* **Written request**
Gather every line of the entries below that contains the word "railing", and copy each one.
###
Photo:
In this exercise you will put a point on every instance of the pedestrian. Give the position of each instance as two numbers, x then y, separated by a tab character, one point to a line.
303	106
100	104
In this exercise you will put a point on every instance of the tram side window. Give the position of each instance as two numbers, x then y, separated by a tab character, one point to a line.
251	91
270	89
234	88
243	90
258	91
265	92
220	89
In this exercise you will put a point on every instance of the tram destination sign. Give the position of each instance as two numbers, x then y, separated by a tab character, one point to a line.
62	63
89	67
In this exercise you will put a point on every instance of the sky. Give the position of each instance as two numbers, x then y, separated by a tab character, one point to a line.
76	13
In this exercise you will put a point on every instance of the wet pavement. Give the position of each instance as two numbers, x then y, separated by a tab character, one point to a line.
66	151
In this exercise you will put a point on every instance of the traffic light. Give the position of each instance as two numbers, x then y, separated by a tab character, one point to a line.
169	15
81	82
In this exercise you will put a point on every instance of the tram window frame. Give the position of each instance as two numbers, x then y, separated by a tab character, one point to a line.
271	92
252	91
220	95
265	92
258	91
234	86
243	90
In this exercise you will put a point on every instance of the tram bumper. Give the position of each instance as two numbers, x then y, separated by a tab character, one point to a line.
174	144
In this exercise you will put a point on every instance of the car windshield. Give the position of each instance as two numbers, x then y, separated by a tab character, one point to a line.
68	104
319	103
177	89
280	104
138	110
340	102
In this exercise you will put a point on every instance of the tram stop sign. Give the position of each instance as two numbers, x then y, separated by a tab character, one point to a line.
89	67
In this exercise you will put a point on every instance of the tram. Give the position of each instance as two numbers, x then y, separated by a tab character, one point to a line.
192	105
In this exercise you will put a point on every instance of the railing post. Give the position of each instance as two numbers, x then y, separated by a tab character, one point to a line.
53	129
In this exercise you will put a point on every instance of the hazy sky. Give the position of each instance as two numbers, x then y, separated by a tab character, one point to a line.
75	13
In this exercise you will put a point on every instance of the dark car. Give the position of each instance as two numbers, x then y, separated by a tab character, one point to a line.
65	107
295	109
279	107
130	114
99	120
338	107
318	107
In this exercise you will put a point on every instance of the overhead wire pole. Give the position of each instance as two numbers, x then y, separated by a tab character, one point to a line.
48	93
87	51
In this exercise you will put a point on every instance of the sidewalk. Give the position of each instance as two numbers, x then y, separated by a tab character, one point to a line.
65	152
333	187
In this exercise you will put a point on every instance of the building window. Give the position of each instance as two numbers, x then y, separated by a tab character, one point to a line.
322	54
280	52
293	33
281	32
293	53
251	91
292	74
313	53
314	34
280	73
###
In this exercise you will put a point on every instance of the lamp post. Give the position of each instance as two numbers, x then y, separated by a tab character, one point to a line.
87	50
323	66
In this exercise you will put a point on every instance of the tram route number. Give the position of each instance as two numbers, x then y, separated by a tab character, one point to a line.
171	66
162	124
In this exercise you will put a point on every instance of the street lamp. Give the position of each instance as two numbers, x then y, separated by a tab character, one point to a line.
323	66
###
* **Completed exercise**
In this exercise you will put a point on every instance of the railing post. Give the position of each instance as two numbers, x then y, separated by a tab character, one point to a line.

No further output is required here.